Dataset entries
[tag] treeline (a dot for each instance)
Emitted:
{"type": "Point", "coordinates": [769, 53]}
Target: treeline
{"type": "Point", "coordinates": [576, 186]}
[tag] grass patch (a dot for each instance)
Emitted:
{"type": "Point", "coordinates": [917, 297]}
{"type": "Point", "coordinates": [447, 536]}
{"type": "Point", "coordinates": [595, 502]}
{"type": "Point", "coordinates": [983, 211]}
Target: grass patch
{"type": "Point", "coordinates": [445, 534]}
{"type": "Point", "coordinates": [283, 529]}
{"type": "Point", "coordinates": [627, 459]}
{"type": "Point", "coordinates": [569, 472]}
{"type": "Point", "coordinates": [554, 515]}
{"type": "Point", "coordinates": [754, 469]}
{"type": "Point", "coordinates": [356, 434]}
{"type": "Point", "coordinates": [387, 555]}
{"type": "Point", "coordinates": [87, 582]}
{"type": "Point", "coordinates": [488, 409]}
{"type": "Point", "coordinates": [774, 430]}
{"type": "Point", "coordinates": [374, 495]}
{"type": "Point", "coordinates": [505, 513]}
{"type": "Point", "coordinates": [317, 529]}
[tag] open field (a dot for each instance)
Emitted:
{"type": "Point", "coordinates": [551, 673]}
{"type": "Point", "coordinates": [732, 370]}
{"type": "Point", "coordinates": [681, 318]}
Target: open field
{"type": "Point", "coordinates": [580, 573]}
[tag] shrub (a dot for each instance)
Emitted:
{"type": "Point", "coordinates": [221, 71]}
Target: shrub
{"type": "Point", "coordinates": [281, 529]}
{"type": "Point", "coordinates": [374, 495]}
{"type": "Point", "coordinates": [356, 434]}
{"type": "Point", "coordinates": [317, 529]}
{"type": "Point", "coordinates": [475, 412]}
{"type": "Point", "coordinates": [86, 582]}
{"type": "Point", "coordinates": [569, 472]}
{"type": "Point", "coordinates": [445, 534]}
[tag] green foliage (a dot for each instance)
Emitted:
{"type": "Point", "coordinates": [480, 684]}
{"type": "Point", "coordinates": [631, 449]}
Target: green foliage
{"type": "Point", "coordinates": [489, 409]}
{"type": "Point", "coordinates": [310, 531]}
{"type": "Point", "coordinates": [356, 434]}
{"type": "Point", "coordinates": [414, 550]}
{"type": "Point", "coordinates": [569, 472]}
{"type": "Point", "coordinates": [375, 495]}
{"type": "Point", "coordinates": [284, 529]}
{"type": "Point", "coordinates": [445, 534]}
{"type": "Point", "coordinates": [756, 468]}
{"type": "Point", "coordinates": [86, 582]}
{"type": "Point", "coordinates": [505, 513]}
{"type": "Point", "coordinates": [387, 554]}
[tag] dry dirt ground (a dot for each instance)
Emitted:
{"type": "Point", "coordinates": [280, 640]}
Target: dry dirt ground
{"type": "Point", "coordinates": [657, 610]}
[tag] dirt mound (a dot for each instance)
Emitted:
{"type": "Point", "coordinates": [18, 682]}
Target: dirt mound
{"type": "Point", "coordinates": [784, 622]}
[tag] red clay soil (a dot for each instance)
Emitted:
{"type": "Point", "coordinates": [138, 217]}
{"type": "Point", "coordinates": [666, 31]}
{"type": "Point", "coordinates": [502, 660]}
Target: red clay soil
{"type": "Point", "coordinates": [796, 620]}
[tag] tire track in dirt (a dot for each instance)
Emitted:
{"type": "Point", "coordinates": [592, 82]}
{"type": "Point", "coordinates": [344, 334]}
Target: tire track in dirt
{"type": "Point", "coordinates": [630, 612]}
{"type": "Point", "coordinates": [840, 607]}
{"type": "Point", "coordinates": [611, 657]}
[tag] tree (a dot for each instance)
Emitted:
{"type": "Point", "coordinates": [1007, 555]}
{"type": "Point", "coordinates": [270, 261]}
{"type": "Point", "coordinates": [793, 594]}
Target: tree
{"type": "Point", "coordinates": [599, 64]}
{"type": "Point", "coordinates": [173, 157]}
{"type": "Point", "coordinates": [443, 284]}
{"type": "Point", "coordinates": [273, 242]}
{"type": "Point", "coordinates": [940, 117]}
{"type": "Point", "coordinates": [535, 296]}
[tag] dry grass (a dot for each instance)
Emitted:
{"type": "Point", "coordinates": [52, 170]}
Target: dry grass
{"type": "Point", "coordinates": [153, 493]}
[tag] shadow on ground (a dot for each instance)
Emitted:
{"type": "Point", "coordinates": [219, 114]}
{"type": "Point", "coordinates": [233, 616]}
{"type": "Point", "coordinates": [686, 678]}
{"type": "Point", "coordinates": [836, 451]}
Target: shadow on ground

To do
Working through the data above, find every line holding "each" and copy it.

Solution to the exercise
[tag] treeline (a dot for each instance)
[tag] grass patch (a dot for each instance)
[tag] open field (a dot for each instance)
[tag] shrub (a dot for each instance)
[tag] green foliage (a dot for each instance)
[tag] dry dirt ground (a dot for each instance)
[tag] dirt mound (a dot for each instance)
[tag] red clay soil (a dot for each instance)
[tag] tire track in dirt (a dot for each instance)
[tag] tree (a dot for each instance)
[tag] dry grass (a dot for each instance)
[tag] shadow on ground (a dot for each instance)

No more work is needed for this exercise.